> _What is expected_
Pick out every line of the data below that contains the string "woman", and copy each one. Matching is case-sensitive.

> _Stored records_
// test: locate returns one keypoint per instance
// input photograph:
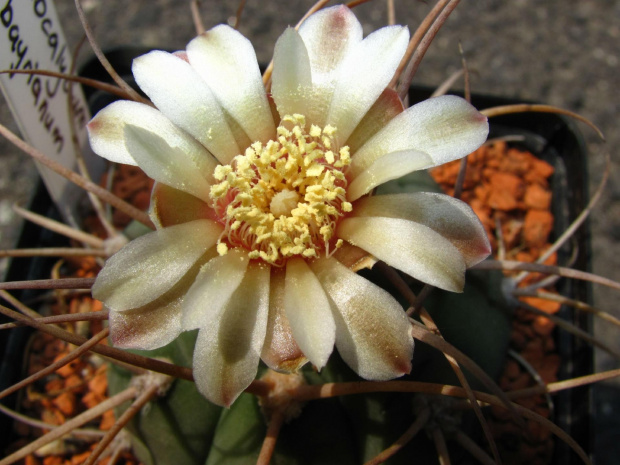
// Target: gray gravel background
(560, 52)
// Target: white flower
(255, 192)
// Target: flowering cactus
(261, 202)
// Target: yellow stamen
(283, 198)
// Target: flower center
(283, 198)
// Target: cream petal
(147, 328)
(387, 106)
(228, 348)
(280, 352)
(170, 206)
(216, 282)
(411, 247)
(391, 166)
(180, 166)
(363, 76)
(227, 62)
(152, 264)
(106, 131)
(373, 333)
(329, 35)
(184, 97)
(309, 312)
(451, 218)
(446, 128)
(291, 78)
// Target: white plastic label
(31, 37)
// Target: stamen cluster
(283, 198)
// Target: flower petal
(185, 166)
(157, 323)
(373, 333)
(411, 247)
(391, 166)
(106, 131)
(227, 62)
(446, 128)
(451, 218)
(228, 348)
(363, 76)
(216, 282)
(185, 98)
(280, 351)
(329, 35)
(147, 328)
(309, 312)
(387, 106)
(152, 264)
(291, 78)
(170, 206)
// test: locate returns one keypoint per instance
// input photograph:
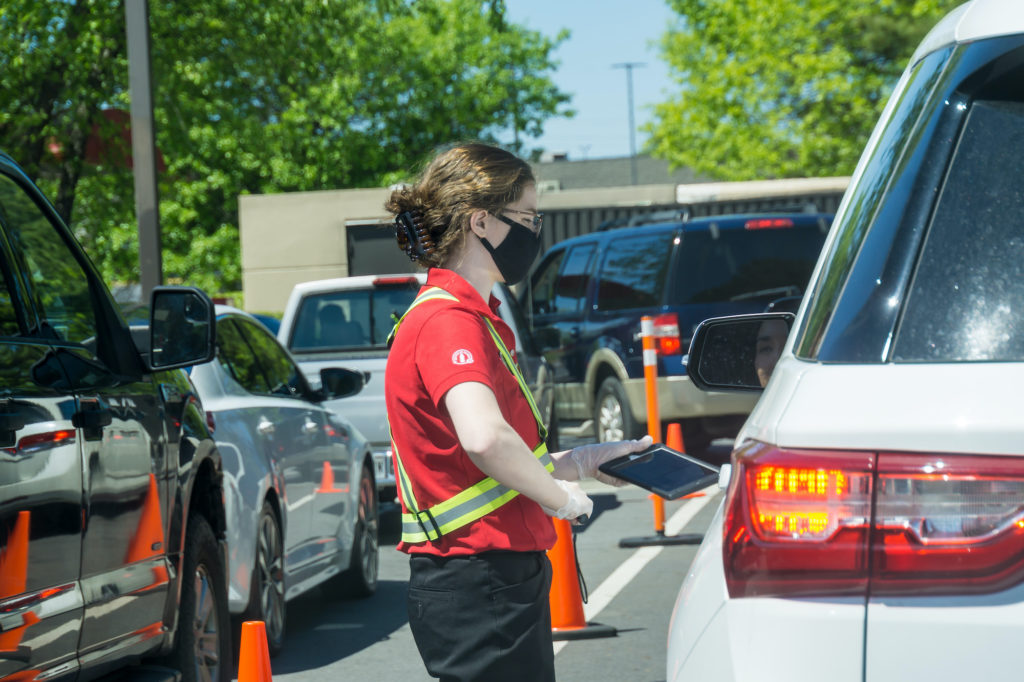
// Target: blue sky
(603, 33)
--
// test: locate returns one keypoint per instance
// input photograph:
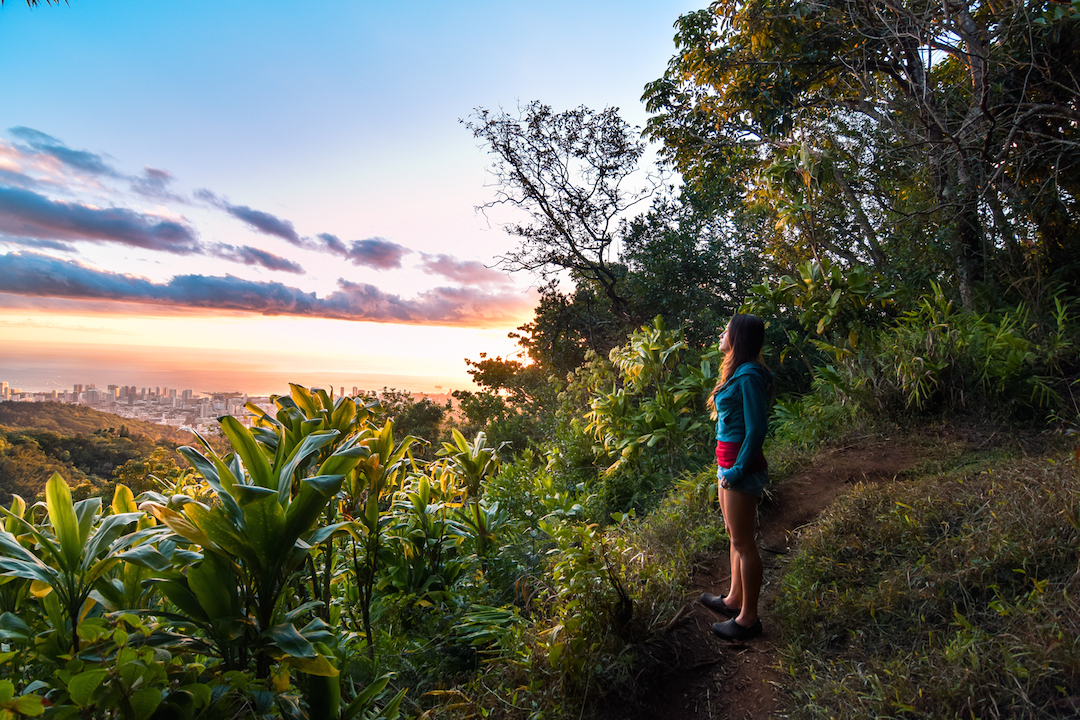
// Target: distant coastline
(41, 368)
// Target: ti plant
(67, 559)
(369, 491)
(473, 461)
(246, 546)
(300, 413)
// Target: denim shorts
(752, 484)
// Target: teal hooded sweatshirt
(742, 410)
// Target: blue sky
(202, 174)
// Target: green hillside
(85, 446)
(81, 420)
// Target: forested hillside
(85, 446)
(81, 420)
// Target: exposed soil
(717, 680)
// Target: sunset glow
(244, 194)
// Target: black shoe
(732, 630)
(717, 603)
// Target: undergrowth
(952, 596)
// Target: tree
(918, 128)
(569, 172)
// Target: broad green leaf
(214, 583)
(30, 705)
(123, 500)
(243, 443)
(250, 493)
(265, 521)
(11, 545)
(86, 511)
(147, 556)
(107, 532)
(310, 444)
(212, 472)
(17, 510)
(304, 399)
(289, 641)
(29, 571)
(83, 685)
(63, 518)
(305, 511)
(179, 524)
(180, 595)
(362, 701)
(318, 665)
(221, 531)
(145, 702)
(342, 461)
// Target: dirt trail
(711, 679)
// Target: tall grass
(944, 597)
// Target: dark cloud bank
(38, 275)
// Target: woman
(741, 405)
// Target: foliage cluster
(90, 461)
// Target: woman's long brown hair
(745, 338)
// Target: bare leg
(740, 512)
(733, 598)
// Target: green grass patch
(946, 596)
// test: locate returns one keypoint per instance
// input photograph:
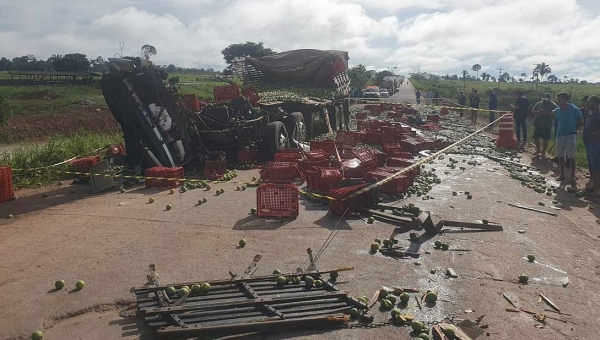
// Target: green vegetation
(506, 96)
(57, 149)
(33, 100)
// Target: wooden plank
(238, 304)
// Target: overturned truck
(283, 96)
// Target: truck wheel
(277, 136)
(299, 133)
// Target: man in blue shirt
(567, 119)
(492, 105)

> _Answer for this exercise_
// Target: woman
// Target: woman's long brown hair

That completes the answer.